DATA RECORDS >>
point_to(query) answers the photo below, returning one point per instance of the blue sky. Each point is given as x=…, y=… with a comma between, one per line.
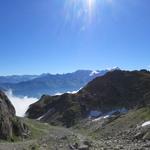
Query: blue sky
x=59, y=36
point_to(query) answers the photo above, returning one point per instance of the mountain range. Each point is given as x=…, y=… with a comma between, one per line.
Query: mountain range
x=116, y=90
x=37, y=85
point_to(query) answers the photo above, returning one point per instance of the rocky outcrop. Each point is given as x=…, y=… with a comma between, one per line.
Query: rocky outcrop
x=115, y=90
x=10, y=125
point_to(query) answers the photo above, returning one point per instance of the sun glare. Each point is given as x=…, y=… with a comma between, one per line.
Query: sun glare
x=83, y=11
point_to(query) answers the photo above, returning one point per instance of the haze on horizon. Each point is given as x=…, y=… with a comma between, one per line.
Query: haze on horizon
x=63, y=36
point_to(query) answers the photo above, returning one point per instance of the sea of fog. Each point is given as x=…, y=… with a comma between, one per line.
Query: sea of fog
x=21, y=104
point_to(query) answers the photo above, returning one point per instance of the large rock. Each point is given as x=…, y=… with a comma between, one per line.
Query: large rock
x=10, y=125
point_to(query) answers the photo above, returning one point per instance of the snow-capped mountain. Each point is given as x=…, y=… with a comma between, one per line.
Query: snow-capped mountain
x=35, y=86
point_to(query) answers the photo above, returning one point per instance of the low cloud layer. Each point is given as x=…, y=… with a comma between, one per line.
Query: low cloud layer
x=21, y=104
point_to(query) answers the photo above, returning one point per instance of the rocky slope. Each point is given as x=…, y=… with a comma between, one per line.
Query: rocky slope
x=115, y=90
x=11, y=127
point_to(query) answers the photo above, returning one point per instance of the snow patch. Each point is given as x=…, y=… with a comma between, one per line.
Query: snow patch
x=94, y=73
x=145, y=123
x=69, y=92
x=95, y=113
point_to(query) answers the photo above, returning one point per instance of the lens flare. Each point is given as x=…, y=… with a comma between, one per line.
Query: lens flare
x=83, y=12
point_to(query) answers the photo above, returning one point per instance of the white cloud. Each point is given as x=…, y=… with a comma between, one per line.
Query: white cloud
x=21, y=104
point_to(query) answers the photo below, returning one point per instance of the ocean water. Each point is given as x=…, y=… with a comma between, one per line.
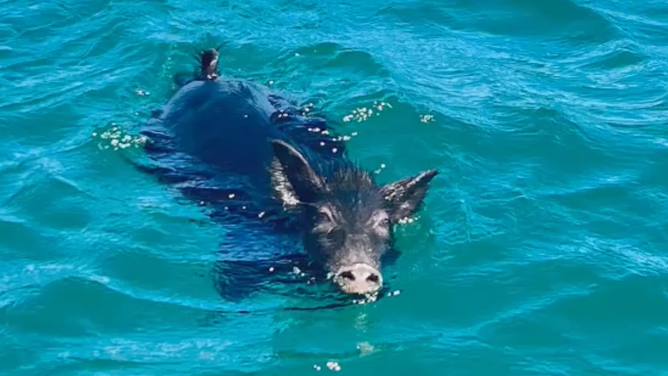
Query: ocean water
x=541, y=250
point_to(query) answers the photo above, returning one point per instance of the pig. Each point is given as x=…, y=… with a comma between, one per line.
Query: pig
x=256, y=160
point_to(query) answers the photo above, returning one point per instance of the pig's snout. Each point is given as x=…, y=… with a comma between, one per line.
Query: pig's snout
x=359, y=279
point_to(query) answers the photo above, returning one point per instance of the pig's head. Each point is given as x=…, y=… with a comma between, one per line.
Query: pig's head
x=347, y=220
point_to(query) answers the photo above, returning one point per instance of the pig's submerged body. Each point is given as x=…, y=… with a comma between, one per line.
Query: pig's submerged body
x=278, y=181
x=211, y=141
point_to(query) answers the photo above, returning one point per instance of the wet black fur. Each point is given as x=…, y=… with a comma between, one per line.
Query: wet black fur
x=262, y=232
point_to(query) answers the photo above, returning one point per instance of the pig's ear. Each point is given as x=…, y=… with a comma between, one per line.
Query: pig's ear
x=404, y=197
x=292, y=177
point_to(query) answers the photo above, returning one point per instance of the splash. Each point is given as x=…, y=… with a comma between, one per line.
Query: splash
x=115, y=138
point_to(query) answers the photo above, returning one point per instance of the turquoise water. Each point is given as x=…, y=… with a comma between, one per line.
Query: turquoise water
x=541, y=249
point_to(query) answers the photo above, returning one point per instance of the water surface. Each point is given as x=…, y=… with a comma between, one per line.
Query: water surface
x=541, y=249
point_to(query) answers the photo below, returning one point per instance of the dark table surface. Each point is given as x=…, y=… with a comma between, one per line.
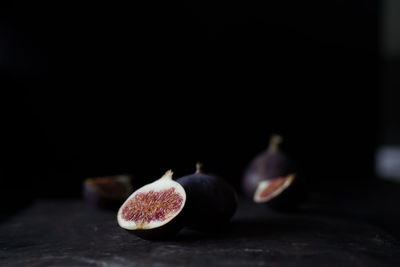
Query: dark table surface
x=70, y=232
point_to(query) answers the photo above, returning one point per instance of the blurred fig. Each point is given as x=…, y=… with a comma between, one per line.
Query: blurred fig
x=272, y=178
x=211, y=201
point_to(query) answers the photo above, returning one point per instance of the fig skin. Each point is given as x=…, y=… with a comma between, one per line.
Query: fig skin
x=210, y=201
x=164, y=232
x=107, y=192
x=272, y=164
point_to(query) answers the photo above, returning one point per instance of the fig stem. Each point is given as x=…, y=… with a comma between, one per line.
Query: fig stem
x=199, y=167
x=167, y=175
x=274, y=143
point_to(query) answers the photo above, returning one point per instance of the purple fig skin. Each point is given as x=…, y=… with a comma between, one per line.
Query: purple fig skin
x=211, y=202
x=271, y=164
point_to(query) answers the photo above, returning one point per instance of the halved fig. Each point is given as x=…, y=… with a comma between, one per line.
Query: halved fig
x=211, y=201
x=107, y=191
x=152, y=211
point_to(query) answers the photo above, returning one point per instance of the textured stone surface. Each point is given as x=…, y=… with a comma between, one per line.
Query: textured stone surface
x=72, y=233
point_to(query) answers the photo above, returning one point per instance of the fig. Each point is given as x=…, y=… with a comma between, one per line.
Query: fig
x=211, y=201
x=153, y=211
x=272, y=178
x=108, y=191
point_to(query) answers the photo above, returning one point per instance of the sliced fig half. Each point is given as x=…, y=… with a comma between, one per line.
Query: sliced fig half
x=273, y=178
x=152, y=211
x=107, y=191
x=268, y=189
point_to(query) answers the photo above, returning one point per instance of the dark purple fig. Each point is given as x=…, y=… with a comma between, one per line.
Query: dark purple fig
x=272, y=178
x=211, y=201
x=153, y=211
x=108, y=191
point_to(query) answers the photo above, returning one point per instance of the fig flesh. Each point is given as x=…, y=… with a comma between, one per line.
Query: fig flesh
x=211, y=201
x=152, y=211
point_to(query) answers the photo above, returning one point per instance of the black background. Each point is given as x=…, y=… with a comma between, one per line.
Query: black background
x=99, y=89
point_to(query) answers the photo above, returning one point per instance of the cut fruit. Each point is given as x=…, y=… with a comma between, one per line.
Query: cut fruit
x=153, y=207
x=268, y=189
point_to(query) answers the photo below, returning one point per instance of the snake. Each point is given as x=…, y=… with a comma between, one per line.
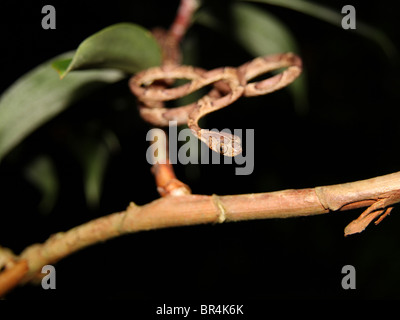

PROBLEM TO WORK ON >>
What you return must match the records letter for letter, except that the pictures stay out.

ANSWER TO THIS TASK >>
point_to(query) answers the photo below, returning one point per instance of the blue sky. Each point is given as x=…, y=… with a comma between, one per line.
Query: blue sky
x=59, y=36
point_to(query) answers the photo above, returning one point per instance of the mountain range. Each point is given as x=…, y=… with a comma between, one per line.
Query: mountain range
x=116, y=90
x=37, y=85
point_to(query) answers the photo above, returning one point per instance of the rocky outcrop. Each point is given as x=…, y=… with a comma between, one per line.
Query: rocky outcrop
x=115, y=90
x=10, y=125
point_to(query) answers the photo above, returning one point per instance of the sun glare. Each point is given as x=…, y=… with a comma between, one per line.
Query: sun glare
x=83, y=11
point_to(query) answers the photo above, returning one point per instance of the haze on horizon. Each point is given as x=…, y=… with a comma between, one per line.
Query: haze on horizon
x=63, y=36
point_to(query) answers the photo above, returning one point per instance of the sea of fog. Each point is given as x=…, y=… with a comma between, one per line.
Query: sea of fog
x=21, y=104
point_to(query) answers the photo above, returning one point per instance of the large rock. Each point is given as x=…, y=… with a comma between, one per line.
Query: large rock
x=10, y=125
point_to(query) answers the photo above, returning one point per instance of the snow-capped mountain. Each point is given as x=…, y=… with a comma between, one per line.
Query: snow-capped mountain
x=35, y=86
point_to(query) answers the photo above, returning one point per instance of the low cloud layer. Each point is given as x=…, y=… with a comma between, one per line.
Query: low cloud layer
x=21, y=104
point_to(query) answers the photo above, returning one point per instance of the rocky slope. Each point is given as x=…, y=… with a comma between, one per line.
Query: rocky slope
x=115, y=90
x=11, y=127
point_to(query) answers the photo above, returning one point per instance of the snow patch. Each point is given as x=…, y=… with a comma between, one per line.
Query: snow patch
x=94, y=73
x=145, y=123
x=69, y=92
x=95, y=113
point_to(query) answers the photo above, returning one point per instance of the lens flare. Each point is given as x=…, y=… with a comma between, one per line.
Query: lens flare
x=83, y=12
point_to(query) answers the photo above, returning one point per instance of the white cloud. Each point is given as x=…, y=… with a comma between, one per line.
Query: white cloud
x=21, y=104
point_to(query) answers the photo below, returning one point per instance of the ocean water. Each point is given as x=…, y=… with a comma between, one per line.
Query: ocean water
x=541, y=250
point_to(query) answers the photo above, returning one point per instance of the pig. Each point is given as x=…, y=… with a comma between, one per line.
Query: pig
x=256, y=160
point_to(query) answers the photo above, returning one point per instance of the pig's snout. Each point is given as x=…, y=… with a comma between, one per line.
Query: pig's snout
x=359, y=279
point_to(query) answers the photo above, returning one point per instance of the pig's head. Each point is given as x=…, y=… with a comma between, one per line.
Query: pig's head
x=347, y=220
point_to(query) answers the photo above, returning one point per instance of the pig's submerged body. Each point is given as x=…, y=… with a comma between, one per line.
Query: pig's submerged body
x=278, y=181
x=211, y=141
point_to(query) answers the photo above, returning one point per instance of the wet black fur. Each point is given as x=…, y=… with a comma between, one per line.
Query: wet black fur
x=262, y=232
point_to(query) answers the photo above, returning one point per instance of the pig's ear. Each point is given as x=…, y=… with a comma between, one per line.
Query: pig's ear
x=404, y=197
x=292, y=177
point_to(query) answers the photo above, returning one point per instance of the splash. Each point is given as x=…, y=… with a comma between, one per line.
Query: splash
x=115, y=138
point_to(query) answers the photo above, returning one point per instance of the turquoise water. Each point is given as x=…, y=… with a comma between, one per line.
Query: turquoise water
x=541, y=249
point_to(query) answers the photo above, returning one point per instance of the water surface. Each point is given as x=…, y=… with a comma between, one per line.
Query: water surface
x=541, y=249
point_to(query) answers the photo below, returning one point per instance of the dark table surface. Each point is given as x=…, y=… with a comma between, one per line.
Query: dark table surface
x=70, y=232
point_to(query) answers the photo above, returning one point per instance of the blurred fig. Each point is given as x=…, y=… with a comma between, one per line.
Query: blurred fig
x=272, y=178
x=211, y=201
point_to(query) answers the photo above, returning one point per instance of the fig skin. Each point is given as x=…, y=… with a comma between, one per line.
Query: fig skin
x=210, y=201
x=164, y=232
x=107, y=192
x=272, y=164
point_to(query) answers the photo above, returning one point per instance of the fig stem. Each point is given as x=…, y=… with a comma between, one per line.
Query: fig stem
x=199, y=167
x=167, y=175
x=274, y=143
point_to(query) answers the photo above, returning one point per instance of the purple fig skin. Each point is given as x=…, y=… with a comma between, one per line.
Query: purple fig skin
x=211, y=202
x=271, y=164
point_to(query) answers the photo above, returning one point per instance of the halved fig. Each point is given as x=…, y=… with a comma between, one per line.
Query: halved fig
x=211, y=201
x=107, y=191
x=152, y=211
point_to(query) answers the photo above, returning one point per instance of the textured stone surface. Each point is given as x=…, y=… with a comma between, one per line.
Query: textured stone surface
x=72, y=233
point_to(query) answers the photo above, returning one point per instance of the fig. Each point is given as x=…, y=… with a comma between, one per line.
Query: fig
x=211, y=201
x=153, y=211
x=272, y=178
x=108, y=191
point_to(query) answers the photo above, returning one point per instance of the sliced fig half. Each point is given as x=…, y=… with a comma between, one per line.
Query: sliced fig half
x=273, y=178
x=152, y=211
x=107, y=191
x=268, y=189
point_to(query) answers the photo above, returning one point per instance of the dark purple fig. Each point is given as x=…, y=… with a comma between, one per line.
Query: dark purple fig
x=272, y=178
x=211, y=201
x=153, y=211
x=108, y=191
point_to(query) answers the photo above, returning one point per instance of the fig flesh. Each point is given as x=…, y=… with a comma between, one per line.
Query: fig flesh
x=211, y=201
x=152, y=211
point_to(query) answers the photo above, returning one point per instance of the black background. Each point is given as x=…, y=… with a comma between, one per line.
Query: black background
x=99, y=89
point_to(query) answers the photo above, returning one point per instance of the cut fruit. Each point is given as x=…, y=… with a comma between, one per line.
Query: cut fruit
x=153, y=207
x=268, y=189
point_to(query) answers the photo below, returning one point per instance of the snake. Each point is given as x=…, y=… with a comma between, one per line.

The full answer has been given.